▶ TASK DETAILS
Provide only the number of lines in the records where "child" appears.

▶ DATA

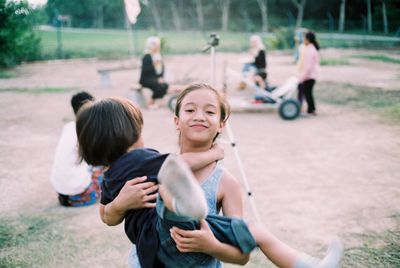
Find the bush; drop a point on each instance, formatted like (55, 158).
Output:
(17, 40)
(284, 38)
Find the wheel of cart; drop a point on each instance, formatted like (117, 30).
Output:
(172, 102)
(289, 109)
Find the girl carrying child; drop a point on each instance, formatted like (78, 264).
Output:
(200, 116)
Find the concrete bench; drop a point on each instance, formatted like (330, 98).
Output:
(136, 94)
(105, 78)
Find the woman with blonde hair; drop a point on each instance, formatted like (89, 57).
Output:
(152, 73)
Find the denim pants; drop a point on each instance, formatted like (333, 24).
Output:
(233, 231)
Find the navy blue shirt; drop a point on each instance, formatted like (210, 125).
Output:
(140, 225)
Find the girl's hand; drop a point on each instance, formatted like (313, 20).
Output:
(202, 240)
(136, 194)
(219, 151)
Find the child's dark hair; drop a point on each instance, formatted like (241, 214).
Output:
(79, 99)
(224, 106)
(107, 129)
(313, 40)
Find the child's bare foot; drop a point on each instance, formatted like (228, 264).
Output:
(331, 259)
(188, 197)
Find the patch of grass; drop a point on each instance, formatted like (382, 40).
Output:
(5, 74)
(41, 90)
(338, 61)
(31, 241)
(378, 250)
(386, 103)
(381, 57)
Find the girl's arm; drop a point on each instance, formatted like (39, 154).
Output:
(203, 240)
(199, 160)
(135, 194)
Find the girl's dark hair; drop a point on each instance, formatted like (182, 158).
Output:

▶ SOLUTION FOR THIS TASK
3